**Brief:** Copy every line from the one that holds "Find the roman" to the end of the records below, exactly and with nothing else, but without any pictures.

Rows from a dataset:
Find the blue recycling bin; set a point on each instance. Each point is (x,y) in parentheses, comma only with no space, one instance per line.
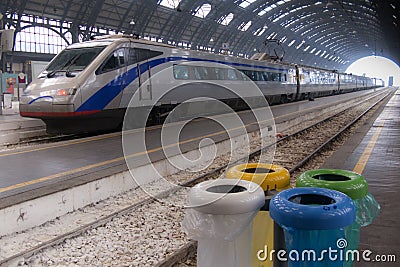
(313,220)
(353,185)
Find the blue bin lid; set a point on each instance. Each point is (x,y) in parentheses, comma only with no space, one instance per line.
(311,208)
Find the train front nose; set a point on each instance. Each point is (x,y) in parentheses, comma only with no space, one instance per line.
(35,106)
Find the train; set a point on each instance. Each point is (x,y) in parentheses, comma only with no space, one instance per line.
(88,86)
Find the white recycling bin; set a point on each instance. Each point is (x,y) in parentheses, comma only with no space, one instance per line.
(219,217)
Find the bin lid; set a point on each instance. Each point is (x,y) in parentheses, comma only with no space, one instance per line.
(350,183)
(312,208)
(226,197)
(268,176)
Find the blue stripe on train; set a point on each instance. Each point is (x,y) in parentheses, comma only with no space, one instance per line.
(100,99)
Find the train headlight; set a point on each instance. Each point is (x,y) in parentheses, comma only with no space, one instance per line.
(59,92)
(66,92)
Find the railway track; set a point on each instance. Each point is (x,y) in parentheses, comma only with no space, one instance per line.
(127,223)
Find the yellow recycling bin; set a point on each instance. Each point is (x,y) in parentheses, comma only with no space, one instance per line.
(271,178)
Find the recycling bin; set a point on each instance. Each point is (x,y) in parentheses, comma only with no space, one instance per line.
(272,179)
(353,185)
(313,220)
(219,216)
(7,100)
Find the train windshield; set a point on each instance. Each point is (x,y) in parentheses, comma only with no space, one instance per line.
(73,60)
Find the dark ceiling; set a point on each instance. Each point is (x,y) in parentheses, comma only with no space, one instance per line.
(328,33)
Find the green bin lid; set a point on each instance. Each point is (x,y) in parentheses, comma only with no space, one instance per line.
(350,183)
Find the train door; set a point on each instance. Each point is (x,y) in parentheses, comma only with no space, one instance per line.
(144,74)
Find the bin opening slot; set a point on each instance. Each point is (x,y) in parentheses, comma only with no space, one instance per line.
(331,177)
(258,170)
(312,199)
(226,189)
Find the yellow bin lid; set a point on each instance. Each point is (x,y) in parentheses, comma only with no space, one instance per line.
(268,176)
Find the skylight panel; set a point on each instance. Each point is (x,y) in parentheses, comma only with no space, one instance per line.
(225,20)
(246,3)
(244,26)
(291,43)
(170,3)
(260,31)
(203,11)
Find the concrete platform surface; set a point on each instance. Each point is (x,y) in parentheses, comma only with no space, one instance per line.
(376,155)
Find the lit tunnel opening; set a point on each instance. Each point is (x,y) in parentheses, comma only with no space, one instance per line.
(376,67)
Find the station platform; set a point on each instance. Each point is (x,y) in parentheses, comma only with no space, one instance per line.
(14,128)
(374,152)
(29,172)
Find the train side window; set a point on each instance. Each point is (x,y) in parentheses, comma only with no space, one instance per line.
(219,74)
(200,73)
(114,61)
(233,74)
(137,55)
(265,76)
(181,72)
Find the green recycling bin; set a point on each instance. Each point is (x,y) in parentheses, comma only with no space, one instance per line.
(353,185)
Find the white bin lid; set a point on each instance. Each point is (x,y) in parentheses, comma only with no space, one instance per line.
(226,196)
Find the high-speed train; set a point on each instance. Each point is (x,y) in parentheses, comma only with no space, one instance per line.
(88,86)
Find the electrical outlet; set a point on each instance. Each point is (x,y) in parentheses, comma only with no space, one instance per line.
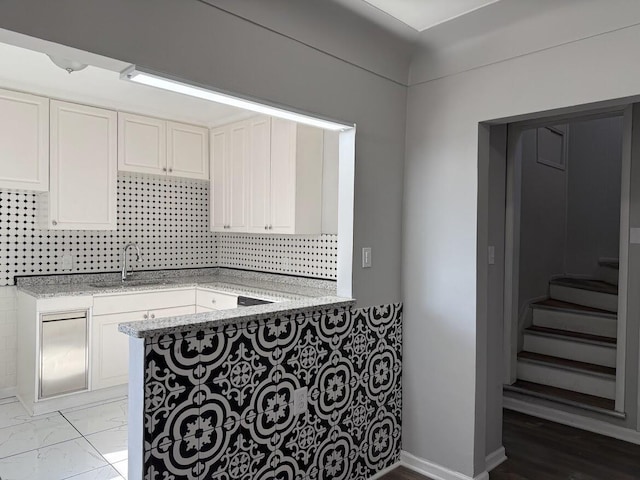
(366,257)
(300,401)
(66,262)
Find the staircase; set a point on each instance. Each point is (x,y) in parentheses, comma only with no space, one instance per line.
(569,353)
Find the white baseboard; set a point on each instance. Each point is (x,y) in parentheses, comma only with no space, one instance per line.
(434,471)
(382,473)
(572,420)
(8,392)
(495,458)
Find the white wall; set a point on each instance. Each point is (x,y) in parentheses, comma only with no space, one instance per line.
(8,340)
(203,44)
(330,169)
(439,222)
(593,211)
(543,222)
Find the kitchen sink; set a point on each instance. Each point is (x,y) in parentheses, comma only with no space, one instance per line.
(132,283)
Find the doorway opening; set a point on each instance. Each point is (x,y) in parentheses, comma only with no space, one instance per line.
(565,242)
(556,218)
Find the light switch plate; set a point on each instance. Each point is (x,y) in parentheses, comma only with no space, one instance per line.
(300,401)
(366,257)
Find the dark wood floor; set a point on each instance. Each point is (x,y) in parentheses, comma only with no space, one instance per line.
(542,450)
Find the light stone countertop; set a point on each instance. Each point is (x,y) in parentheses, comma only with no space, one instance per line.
(242,315)
(291,295)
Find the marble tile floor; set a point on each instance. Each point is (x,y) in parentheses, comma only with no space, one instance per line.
(87,443)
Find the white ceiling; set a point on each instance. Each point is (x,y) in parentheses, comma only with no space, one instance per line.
(424,14)
(33,72)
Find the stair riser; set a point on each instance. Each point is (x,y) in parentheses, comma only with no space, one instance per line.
(574,322)
(571,349)
(588,298)
(582,382)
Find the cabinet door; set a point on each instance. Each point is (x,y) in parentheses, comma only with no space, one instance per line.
(83,168)
(236,174)
(258,174)
(283,176)
(218,184)
(187,151)
(142,144)
(110,349)
(24,141)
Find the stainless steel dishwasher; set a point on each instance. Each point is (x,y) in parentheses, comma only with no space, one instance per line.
(64,356)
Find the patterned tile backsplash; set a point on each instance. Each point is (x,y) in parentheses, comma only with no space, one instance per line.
(168,218)
(220,404)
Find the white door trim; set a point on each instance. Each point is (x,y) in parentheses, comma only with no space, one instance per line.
(435,471)
(623,256)
(512,252)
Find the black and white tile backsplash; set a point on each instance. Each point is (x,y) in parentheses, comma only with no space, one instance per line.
(219,404)
(168,218)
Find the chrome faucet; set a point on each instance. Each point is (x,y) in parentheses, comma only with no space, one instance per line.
(123,275)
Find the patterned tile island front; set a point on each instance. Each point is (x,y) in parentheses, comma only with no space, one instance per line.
(214,400)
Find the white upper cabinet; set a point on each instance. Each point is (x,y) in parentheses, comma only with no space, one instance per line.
(142,144)
(83,158)
(160,147)
(266,177)
(187,151)
(259,174)
(24,141)
(295,180)
(228,196)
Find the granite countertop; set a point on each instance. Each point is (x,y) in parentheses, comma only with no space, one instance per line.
(291,295)
(264,285)
(202,321)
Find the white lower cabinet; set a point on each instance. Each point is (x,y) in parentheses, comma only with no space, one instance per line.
(110,348)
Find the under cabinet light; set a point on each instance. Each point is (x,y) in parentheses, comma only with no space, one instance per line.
(134,75)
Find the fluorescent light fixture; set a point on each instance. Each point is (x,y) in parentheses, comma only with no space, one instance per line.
(153,80)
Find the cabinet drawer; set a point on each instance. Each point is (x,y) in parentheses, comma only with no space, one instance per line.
(216,300)
(131,302)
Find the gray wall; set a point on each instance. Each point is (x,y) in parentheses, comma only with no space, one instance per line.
(593,210)
(439,269)
(543,221)
(204,44)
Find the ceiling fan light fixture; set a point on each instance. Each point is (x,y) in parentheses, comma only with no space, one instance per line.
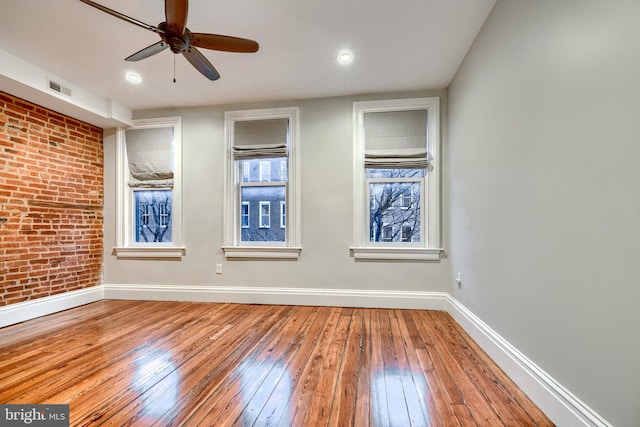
(133,77)
(345,57)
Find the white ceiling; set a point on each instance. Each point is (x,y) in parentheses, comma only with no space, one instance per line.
(398,45)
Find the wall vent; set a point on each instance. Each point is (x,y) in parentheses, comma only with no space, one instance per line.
(58,87)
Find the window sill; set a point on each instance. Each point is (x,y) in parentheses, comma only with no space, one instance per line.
(396,254)
(150,252)
(261,253)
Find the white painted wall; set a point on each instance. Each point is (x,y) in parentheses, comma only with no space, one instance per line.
(326,149)
(543,190)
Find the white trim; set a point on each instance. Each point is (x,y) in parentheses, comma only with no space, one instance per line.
(396,253)
(431,213)
(290,296)
(558,403)
(125,247)
(231,215)
(27,310)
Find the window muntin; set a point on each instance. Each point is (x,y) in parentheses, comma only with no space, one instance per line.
(265,215)
(265,171)
(283,214)
(245,214)
(396,180)
(268,198)
(152,210)
(395,204)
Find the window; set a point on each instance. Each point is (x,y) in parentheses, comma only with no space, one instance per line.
(261,184)
(149,189)
(396,180)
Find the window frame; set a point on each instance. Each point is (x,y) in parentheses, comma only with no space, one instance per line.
(126,247)
(429,249)
(233,247)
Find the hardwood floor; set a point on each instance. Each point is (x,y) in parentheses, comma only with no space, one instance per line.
(202,364)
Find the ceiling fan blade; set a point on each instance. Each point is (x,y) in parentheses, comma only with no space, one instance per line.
(148,51)
(224,43)
(175,12)
(122,16)
(201,63)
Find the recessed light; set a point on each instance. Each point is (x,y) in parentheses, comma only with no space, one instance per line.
(345,57)
(133,77)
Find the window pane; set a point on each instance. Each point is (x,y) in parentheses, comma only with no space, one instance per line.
(153,215)
(264,204)
(394,212)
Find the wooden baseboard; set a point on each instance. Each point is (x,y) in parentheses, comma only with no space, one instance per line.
(558,403)
(287,296)
(27,310)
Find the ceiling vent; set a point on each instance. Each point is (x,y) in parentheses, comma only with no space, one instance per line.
(58,87)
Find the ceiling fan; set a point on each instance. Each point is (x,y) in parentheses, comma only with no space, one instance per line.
(175,35)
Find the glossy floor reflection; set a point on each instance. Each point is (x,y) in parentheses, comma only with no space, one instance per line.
(151,363)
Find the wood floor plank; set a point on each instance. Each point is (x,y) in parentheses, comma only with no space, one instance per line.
(144,363)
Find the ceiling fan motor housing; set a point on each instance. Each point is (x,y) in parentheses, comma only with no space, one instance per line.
(177,43)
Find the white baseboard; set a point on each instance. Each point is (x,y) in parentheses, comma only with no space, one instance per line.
(27,310)
(558,403)
(287,296)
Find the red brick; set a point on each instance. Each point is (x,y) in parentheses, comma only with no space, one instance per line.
(48,157)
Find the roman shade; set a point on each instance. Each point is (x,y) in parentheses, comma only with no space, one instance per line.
(256,139)
(396,140)
(149,154)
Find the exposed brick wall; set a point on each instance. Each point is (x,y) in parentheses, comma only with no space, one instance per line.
(51,198)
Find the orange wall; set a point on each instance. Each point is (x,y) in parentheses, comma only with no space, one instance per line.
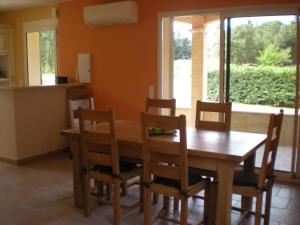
(17,18)
(124,57)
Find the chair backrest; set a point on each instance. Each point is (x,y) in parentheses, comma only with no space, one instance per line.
(270,151)
(165,155)
(98,138)
(224,110)
(161,104)
(79,96)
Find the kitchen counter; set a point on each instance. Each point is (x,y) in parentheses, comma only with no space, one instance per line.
(31,119)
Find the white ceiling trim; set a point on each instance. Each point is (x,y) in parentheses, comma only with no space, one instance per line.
(7,5)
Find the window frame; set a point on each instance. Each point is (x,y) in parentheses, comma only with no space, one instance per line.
(37,26)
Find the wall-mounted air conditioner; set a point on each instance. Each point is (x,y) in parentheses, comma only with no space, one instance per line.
(111,13)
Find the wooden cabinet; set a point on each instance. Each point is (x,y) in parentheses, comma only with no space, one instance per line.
(7,55)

**Written response:**
Find the roman shade; set a point on each instance. Each point is (x,y) in parentheses, comma only with no space, one instance per line.
(256,139)
(396,140)
(149,154)
Find the exposed brick wall; set a point on each instance. Each point is (x,y) in parentheses, comma only with no space, one instance per line.
(51,198)
Find the orange wall; set a point on each instance. Each point is (x,y) in parentheses, comma only with no space, one instance per line.
(17,18)
(124,57)
Find the chair backrest; set a point on each instance. Each point is (x,y) in parentheses, comma only with no space, one instance per line.
(270,151)
(165,155)
(98,138)
(224,110)
(161,104)
(79,96)
Find the kitchen counter; set a point on each instance. Each point is (x,y) in parentheses, comma only with no space, one instance per line.
(31,119)
Find the white ceiling trim; set a point on each instance. Each point is (x,y) in parentheses, comma only with no space, one instance per line.
(7,5)
Find the window frame; set a point on each instance. Each point is (x,y) in parentheses, comma only with no space, one instance per line.
(37,26)
Find the wall-mounted air conditioner; set a point on each instance. Each point is (x,y) in parentheses, comma only with no space, one instance per line.
(111,13)
Find the wooden cabinet; set a point on each instance. Each point is (x,y) in parentheses, comma only with no space, one instance per line.
(7,55)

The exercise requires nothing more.